Problem statement:
Change "lioness" to "lion" in the lines of the data from the very beginning through the line containing "227 227 L 231", leaving everything else unchanged. Return only those lines and omit the pictures.

Raw records:
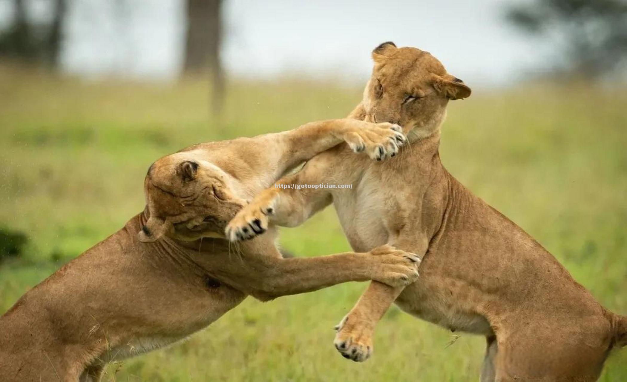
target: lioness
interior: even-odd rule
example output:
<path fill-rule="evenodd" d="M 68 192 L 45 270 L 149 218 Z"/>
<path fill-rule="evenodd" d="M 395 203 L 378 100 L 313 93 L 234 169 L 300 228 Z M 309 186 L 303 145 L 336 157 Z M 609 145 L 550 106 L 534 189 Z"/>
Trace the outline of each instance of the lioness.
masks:
<path fill-rule="evenodd" d="M 246 199 L 301 161 L 342 142 L 381 160 L 381 150 L 393 152 L 405 142 L 399 130 L 332 120 L 198 145 L 157 160 L 145 178 L 144 212 L 0 317 L 0 381 L 97 380 L 107 362 L 189 336 L 246 294 L 267 300 L 350 281 L 413 282 L 418 259 L 389 246 L 283 259 L 271 235 L 237 249 L 223 239 L 191 241 L 223 231 Z M 199 220 L 187 219 L 198 209 Z"/>
<path fill-rule="evenodd" d="M 227 227 L 231 240 L 298 225 L 333 203 L 355 250 L 389 244 L 423 257 L 404 288 L 372 282 L 338 327 L 335 344 L 364 361 L 389 305 L 451 331 L 485 336 L 481 380 L 593 381 L 608 352 L 627 344 L 627 318 L 606 310 L 522 229 L 443 167 L 440 125 L 448 101 L 470 95 L 427 52 L 382 44 L 362 102 L 350 117 L 392 121 L 411 142 L 370 163 L 345 145 L 319 154 L 284 183 L 341 181 L 350 190 L 270 188 Z M 332 168 L 333 172 L 327 171 Z"/>

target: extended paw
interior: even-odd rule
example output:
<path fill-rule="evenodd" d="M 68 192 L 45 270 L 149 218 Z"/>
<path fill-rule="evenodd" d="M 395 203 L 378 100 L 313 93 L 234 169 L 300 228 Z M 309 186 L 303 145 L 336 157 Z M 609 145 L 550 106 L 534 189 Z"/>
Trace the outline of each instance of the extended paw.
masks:
<path fill-rule="evenodd" d="M 369 254 L 377 262 L 373 280 L 393 287 L 402 287 L 418 279 L 420 257 L 417 255 L 387 244 L 372 249 Z"/>
<path fill-rule="evenodd" d="M 268 230 L 268 217 L 275 212 L 274 199 L 253 201 L 235 215 L 224 229 L 232 242 L 253 239 Z"/>
<path fill-rule="evenodd" d="M 363 362 L 369 358 L 373 349 L 372 330 L 360 324 L 364 323 L 349 314 L 335 326 L 337 333 L 333 341 L 342 357 L 355 362 Z"/>
<path fill-rule="evenodd" d="M 361 122 L 359 128 L 347 133 L 344 140 L 356 153 L 365 152 L 376 160 L 395 156 L 407 142 L 403 128 L 393 123 Z"/>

Answer to the task:
target: lion
interior: even-odd rule
example output:
<path fill-rule="evenodd" d="M 68 192 L 45 270 L 149 218 Z"/>
<path fill-rule="evenodd" d="M 395 203 L 378 100 L 313 93 L 234 169 L 300 228 Z M 309 186 L 303 145 L 336 157 Z M 609 145 L 550 106 L 534 189 Z"/>
Trace the outline of each instance of the lion.
masks:
<path fill-rule="evenodd" d="M 246 199 L 301 161 L 342 142 L 381 160 L 381 150 L 393 152 L 405 142 L 399 130 L 332 120 L 198 145 L 157 160 L 145 178 L 144 212 L 0 317 L 0 381 L 97 380 L 107 362 L 189 336 L 246 294 L 267 300 L 350 281 L 413 282 L 418 259 L 389 246 L 283 259 L 271 235 L 237 249 L 223 239 L 191 241 L 223 231 Z M 199 220 L 187 219 L 198 209 Z"/>
<path fill-rule="evenodd" d="M 227 227 L 231 240 L 298 225 L 333 203 L 355 250 L 389 244 L 423 257 L 404 288 L 372 282 L 338 327 L 335 344 L 364 361 L 389 305 L 451 331 L 485 336 L 481 380 L 593 381 L 608 352 L 627 344 L 627 318 L 606 310 L 522 229 L 443 167 L 440 125 L 448 101 L 470 95 L 427 52 L 382 44 L 362 102 L 350 117 L 392 121 L 411 142 L 370 163 L 345 145 L 319 154 L 284 183 L 341 181 L 350 190 L 270 188 Z M 332 168 L 333 172 L 327 171 Z"/>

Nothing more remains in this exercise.